(TASK INPUT):
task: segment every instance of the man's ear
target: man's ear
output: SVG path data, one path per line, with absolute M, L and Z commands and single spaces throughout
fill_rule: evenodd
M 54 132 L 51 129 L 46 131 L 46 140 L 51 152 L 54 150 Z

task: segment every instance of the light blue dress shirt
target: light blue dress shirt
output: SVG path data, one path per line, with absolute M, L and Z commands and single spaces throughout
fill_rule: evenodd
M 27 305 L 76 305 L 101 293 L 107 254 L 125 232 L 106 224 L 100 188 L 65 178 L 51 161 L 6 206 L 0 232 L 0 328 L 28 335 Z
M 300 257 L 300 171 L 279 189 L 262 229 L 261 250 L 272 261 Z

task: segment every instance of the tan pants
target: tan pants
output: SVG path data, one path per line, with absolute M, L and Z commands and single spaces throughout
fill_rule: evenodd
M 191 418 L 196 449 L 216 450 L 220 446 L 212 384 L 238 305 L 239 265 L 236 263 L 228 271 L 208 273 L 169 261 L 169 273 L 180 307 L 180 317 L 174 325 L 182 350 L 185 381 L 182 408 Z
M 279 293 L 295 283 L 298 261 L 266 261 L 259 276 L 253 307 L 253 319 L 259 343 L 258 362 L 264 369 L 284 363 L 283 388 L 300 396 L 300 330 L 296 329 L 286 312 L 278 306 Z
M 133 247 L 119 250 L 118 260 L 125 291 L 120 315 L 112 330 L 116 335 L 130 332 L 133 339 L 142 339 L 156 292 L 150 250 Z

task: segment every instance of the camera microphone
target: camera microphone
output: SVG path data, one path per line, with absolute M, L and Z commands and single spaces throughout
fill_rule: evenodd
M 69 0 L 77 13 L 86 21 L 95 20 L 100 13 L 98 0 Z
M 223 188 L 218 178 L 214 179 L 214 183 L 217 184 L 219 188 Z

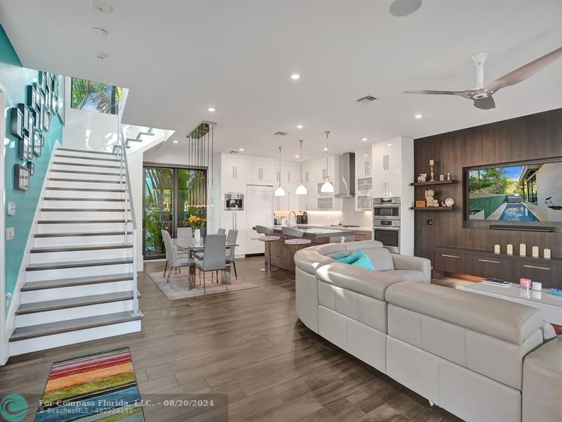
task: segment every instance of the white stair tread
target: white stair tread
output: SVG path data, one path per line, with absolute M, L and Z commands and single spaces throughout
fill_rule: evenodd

---

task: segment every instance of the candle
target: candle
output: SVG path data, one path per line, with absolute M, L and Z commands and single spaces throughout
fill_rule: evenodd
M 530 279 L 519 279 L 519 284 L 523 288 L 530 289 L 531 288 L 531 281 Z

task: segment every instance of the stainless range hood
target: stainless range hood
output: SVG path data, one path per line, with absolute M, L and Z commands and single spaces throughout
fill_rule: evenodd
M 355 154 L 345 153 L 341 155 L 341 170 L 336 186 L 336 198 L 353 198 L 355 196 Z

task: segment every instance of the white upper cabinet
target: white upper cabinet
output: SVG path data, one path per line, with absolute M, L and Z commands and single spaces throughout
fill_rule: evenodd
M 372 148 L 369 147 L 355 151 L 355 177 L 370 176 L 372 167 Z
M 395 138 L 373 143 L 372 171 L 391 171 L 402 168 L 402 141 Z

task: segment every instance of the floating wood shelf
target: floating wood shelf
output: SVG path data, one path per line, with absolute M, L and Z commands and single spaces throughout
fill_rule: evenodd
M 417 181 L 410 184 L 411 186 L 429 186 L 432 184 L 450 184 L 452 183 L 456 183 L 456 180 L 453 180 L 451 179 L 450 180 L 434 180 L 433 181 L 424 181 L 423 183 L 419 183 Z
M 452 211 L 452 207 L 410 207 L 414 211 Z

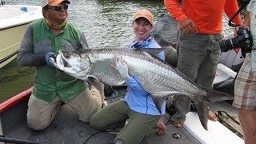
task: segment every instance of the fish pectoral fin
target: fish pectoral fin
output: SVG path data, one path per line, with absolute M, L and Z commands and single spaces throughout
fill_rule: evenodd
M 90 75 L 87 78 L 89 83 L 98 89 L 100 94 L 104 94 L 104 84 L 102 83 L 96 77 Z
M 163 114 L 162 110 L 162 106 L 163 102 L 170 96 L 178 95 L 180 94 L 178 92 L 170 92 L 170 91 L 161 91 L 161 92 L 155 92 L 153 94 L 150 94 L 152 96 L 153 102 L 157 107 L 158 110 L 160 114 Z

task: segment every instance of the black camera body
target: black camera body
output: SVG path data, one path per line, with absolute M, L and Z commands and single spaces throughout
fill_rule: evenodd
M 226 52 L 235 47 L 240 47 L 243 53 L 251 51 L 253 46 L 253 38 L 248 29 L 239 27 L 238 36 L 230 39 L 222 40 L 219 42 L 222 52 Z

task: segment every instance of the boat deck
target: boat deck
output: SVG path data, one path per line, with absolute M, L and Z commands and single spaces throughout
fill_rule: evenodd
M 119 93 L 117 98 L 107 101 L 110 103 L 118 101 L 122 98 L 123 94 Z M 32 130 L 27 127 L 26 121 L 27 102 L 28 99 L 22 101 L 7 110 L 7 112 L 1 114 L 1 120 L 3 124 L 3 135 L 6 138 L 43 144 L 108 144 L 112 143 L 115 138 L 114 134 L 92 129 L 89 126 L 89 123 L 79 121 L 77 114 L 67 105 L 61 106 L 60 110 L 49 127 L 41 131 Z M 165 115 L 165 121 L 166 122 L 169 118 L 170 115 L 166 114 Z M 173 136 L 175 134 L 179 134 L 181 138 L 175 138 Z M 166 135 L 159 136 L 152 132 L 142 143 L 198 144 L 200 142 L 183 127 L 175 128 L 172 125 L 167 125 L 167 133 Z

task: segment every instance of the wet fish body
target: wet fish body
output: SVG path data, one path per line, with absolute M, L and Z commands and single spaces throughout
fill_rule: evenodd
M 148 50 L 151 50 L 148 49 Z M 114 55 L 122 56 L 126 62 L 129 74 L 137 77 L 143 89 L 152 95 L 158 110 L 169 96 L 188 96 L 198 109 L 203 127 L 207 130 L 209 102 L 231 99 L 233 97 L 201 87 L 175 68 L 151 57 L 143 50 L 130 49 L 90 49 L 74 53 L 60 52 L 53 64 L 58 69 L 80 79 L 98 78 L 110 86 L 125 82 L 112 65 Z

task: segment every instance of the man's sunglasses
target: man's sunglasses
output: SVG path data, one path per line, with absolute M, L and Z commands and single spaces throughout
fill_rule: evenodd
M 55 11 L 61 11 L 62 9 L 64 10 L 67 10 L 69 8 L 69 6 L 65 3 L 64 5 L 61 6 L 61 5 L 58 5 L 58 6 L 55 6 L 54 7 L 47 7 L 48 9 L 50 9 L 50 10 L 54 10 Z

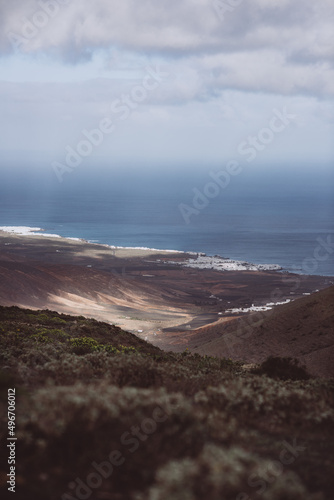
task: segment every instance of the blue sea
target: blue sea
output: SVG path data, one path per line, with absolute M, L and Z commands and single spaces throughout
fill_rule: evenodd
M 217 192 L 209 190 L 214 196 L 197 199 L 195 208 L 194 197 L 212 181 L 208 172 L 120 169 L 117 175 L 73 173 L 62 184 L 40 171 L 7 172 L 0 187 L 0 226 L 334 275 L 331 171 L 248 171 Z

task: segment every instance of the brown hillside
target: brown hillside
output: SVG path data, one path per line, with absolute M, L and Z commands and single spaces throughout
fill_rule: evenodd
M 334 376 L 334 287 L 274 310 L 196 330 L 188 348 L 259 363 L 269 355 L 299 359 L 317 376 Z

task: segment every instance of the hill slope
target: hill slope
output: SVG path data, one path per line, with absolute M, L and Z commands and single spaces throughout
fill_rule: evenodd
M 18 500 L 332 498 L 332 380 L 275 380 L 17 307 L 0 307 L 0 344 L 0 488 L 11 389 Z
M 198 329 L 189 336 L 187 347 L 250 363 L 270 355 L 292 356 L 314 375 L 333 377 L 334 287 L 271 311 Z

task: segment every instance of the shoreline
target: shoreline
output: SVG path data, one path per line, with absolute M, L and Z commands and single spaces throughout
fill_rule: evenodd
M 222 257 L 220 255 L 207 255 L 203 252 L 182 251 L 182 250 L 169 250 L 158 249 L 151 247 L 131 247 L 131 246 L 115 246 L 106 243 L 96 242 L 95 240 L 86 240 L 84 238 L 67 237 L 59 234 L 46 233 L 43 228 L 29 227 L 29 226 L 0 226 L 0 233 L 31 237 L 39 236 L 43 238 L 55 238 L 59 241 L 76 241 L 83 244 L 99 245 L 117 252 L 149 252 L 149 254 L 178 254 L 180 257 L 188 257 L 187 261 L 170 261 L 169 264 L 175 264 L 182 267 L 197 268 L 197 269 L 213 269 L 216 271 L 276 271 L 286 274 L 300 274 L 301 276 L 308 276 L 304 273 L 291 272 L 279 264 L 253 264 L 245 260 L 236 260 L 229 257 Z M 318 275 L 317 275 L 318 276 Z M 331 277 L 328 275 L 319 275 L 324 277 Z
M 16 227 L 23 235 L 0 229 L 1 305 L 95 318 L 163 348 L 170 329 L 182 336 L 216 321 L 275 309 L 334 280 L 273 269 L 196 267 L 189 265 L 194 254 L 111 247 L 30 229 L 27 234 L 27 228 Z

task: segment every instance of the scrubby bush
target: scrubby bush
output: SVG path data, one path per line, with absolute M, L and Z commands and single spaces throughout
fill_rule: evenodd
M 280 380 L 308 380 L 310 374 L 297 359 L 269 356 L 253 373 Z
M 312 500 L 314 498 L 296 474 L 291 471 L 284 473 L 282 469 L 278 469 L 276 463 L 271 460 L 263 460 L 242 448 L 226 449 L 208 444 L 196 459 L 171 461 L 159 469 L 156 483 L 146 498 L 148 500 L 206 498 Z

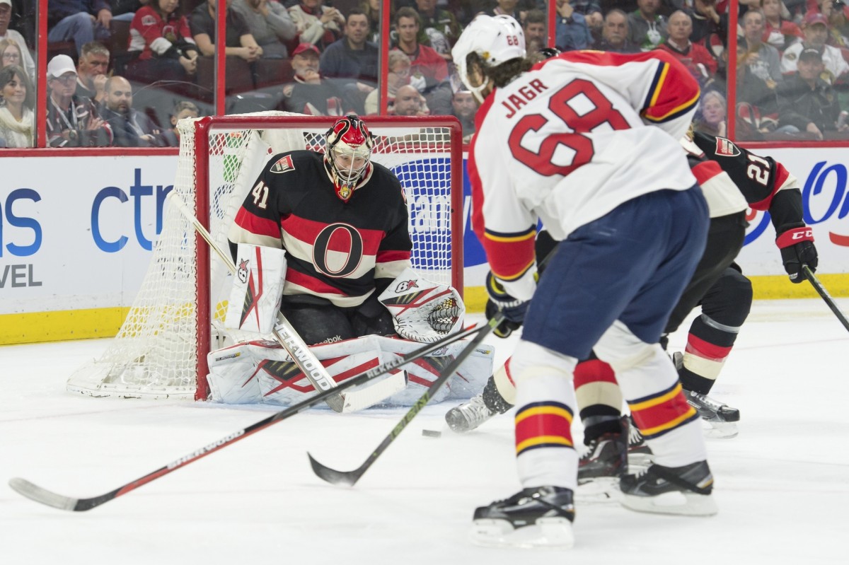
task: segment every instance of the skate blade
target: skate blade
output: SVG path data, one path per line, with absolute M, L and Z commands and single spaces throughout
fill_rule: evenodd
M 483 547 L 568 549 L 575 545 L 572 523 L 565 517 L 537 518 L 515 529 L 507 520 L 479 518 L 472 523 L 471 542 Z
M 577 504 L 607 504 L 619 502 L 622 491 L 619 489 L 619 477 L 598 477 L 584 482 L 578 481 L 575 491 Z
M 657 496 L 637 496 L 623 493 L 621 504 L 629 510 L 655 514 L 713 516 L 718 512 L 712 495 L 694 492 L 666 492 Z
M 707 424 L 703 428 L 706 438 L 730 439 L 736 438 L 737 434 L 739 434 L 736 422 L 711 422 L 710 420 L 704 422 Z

(WORK REQUIRED):
Recast the lines from the one containing "task: segment every instance of the boat deck" through the one containing "M 119 93 L 117" as a Markdown table with the columns Row and Line, leaving out blank lines.

(FULL ANSWER):
| Row | Line |
|---|---|
| 1 | task: segment every instance of the boat deck |
| 2 | target: boat deck |
| 3 | output: SVG path data, one path per line, with absolute M, L and Z commands and single spaces throughout |
| 4 | fill_rule: evenodd |
| 5 | M 119 93 L 117 98 L 107 101 L 110 103 L 118 101 L 122 98 L 123 94 Z M 32 130 L 27 127 L 26 121 L 27 102 L 28 99 L 22 101 L 7 110 L 7 112 L 1 114 L 1 120 L 3 124 L 3 135 L 6 138 L 43 144 L 108 144 L 112 143 L 115 138 L 114 134 L 92 129 L 89 126 L 89 123 L 79 121 L 77 114 L 67 105 L 61 106 L 60 110 L 49 127 L 41 131 Z M 165 115 L 165 121 L 166 122 L 169 118 L 170 115 L 166 114 Z M 173 136 L 175 134 L 179 134 L 181 138 L 175 138 Z M 166 135 L 159 136 L 152 132 L 142 143 L 198 144 L 200 142 L 183 127 L 175 128 L 172 125 L 167 125 L 167 133 Z |